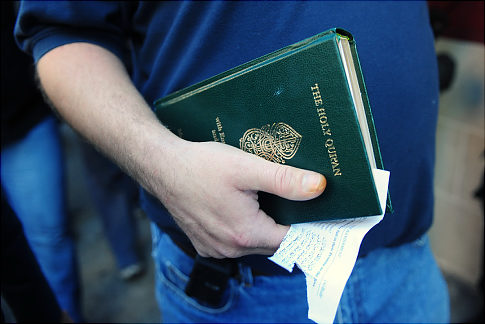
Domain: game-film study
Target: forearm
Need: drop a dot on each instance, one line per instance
(209, 188)
(90, 88)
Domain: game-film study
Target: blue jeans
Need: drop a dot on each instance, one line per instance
(32, 172)
(401, 284)
(115, 196)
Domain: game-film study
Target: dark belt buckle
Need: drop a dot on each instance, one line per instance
(208, 280)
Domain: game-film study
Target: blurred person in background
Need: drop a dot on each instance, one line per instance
(24, 287)
(202, 197)
(32, 177)
(32, 169)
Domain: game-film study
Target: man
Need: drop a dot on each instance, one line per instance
(210, 189)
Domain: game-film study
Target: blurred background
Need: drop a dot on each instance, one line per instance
(457, 232)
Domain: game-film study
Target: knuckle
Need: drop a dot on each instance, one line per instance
(282, 178)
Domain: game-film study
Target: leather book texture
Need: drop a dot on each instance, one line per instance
(293, 107)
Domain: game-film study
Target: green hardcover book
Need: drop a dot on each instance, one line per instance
(304, 105)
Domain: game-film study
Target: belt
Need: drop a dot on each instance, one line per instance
(260, 265)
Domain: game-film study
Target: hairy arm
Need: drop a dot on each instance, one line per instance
(209, 188)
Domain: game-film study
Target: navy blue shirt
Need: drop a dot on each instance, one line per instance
(171, 45)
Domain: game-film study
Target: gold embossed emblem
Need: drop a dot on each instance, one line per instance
(277, 142)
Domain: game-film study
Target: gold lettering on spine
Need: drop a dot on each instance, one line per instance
(323, 119)
(218, 135)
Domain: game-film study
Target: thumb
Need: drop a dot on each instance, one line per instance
(286, 181)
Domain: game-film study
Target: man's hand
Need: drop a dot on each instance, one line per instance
(209, 188)
(213, 197)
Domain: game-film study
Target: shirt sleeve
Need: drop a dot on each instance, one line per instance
(44, 25)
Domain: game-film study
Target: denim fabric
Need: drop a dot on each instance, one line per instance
(115, 196)
(400, 284)
(32, 179)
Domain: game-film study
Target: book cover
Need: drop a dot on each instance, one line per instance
(293, 107)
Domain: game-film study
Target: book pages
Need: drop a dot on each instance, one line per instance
(326, 252)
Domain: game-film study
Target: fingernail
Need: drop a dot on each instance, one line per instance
(313, 182)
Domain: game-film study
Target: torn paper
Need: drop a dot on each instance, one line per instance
(326, 253)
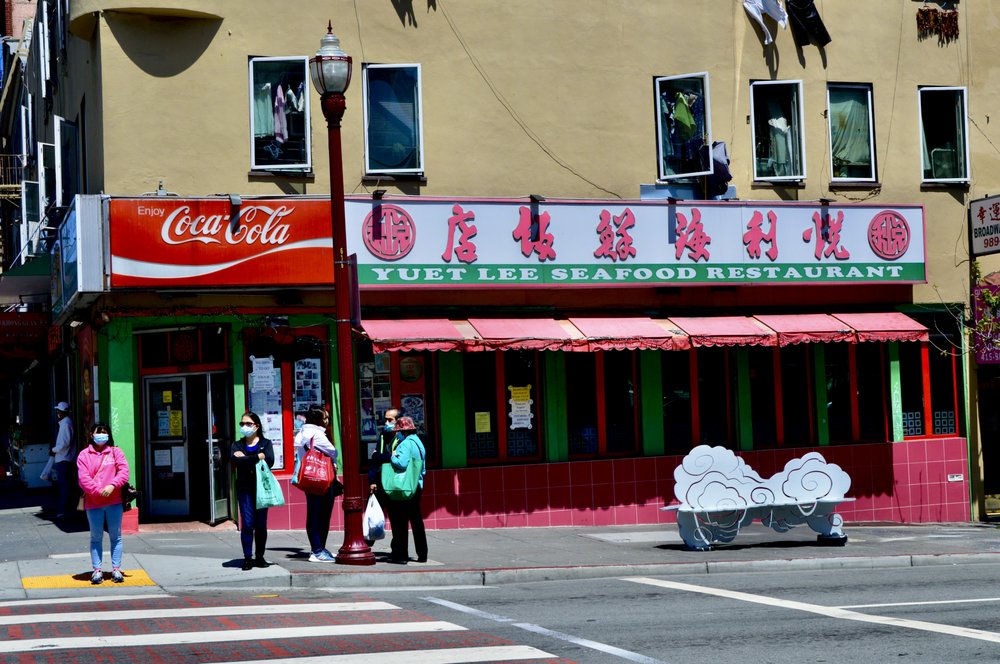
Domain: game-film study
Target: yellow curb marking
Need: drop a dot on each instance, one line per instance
(133, 577)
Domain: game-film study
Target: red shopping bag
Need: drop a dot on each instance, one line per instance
(315, 473)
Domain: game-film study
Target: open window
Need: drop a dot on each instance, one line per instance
(394, 134)
(852, 133)
(776, 125)
(944, 128)
(280, 139)
(683, 126)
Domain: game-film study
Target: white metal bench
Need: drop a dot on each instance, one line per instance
(719, 494)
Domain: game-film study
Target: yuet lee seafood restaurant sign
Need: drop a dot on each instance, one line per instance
(513, 243)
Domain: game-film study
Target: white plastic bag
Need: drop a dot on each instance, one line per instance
(48, 474)
(373, 525)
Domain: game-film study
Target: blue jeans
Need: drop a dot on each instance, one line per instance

- _What this task involves_
The expected output is the complete listing, word for word, without any picture.

- _Expected answer_
Domain: game-film study
Target: forearm
Need: drop a dot on each instance, one line per instance
(209, 188)
(90, 88)
Domain: game-film study
Target: blue jeans
Need: drop a dot on each instance, one line per instance
(32, 172)
(401, 284)
(115, 196)
Domain: game-film study
Target: dark belt buckle
Need: drop a dot on each instance, one line per instance
(208, 280)
Domain: game-film study
Target: blurred person in background
Need: drop a dot on each instance, one line per instance
(24, 287)
(202, 197)
(32, 177)
(32, 169)
Domain: game-film study
Target: man
Need: drop a dot on each instance, one line per instance
(210, 189)
Domain: game-film study
Target: blurred background
Need: drop a dot on each instance, one line per instance
(457, 232)
Domain: game-film study
Target: knuckle
Need: drop a dot on each instance, one line per instance
(282, 178)
Domain: game-film study
Target: leather book texture
Need: drop a dot on each instance, one line per instance
(293, 107)
Domain: game-film study
Target: green hardcover book
Need: drop a dot on each instance, one line per instance
(304, 105)
Domain: game-film study
Target: belt
Need: drop a dot on each instance, one line per instance
(260, 265)
Domain: game-film study
Target: hairy arm
Need: drop a dot on each instance, one line per instance
(209, 188)
Domain: game-film study
Target: navy blue shirt
Need: drop a dot on each instance, one line per instance
(171, 45)
Domain: game-film study
Target: gold embossed emblem
Need: drop a dot on each instance, one line per instance
(277, 142)
Domain: game-film study
Target: gold lettering on spine
Need: drop a dot on each instance, one line per instance
(323, 119)
(218, 135)
Domain: game-film study
Target: thumb
Need: drop a dot on each instance, one line per instance
(286, 181)
Domain: game-film study
Target: man's hand
Need: drop a dot on each instance, one line per instance
(209, 188)
(213, 197)
Domain: game-film study
Target: shirt sleeve
Need: drop a dot on each instance, one line per instance
(44, 25)
Domain: game-film study
Target: denim fabric
Need: drop a dot on each instance, one line per instance
(115, 196)
(400, 284)
(32, 179)
Domain: game-film study
Target: book cover
Need: drop a dot on each instance, one line per instance
(293, 107)
Domain: game-film study
Target: book pages
Need: drop a dot on each instance, one line per instance
(326, 252)
Domain: game-film study
Target: fingernail
Need: drop a dot on each instance, one line per instance
(313, 182)
Domain: game-film study
Target: torn paper
Need: drop a dot on each instance, one line per instance
(326, 253)
Domain: game-film study
Target: yellow curb marking
Need: drop a dot on each instance, one line per instance
(133, 577)
Domain: game-film study
Target: red shopping bag
Need: drop a dot on each instance, one line per instance
(315, 473)
Domain: game-film study
Target: open window
Need: drop a dot on each instance, one line per instance
(394, 134)
(852, 133)
(776, 125)
(944, 128)
(280, 139)
(683, 126)
Domain: game-film study
Target: white metal bench
Need: drop a dot on each instance, one line per instance
(719, 494)
Domain: game-film study
Target: yuet lee seafood restaurant sign
Need: drop a dot on each instance, one line per instance
(513, 243)
Domain: game-film study
Target: white plastic bag
Need: drop a dot on each instance, one line per instance
(48, 474)
(373, 525)
Domain: game-film study
Target: blue jeans
Need: drop a dot on each instance, one line per instance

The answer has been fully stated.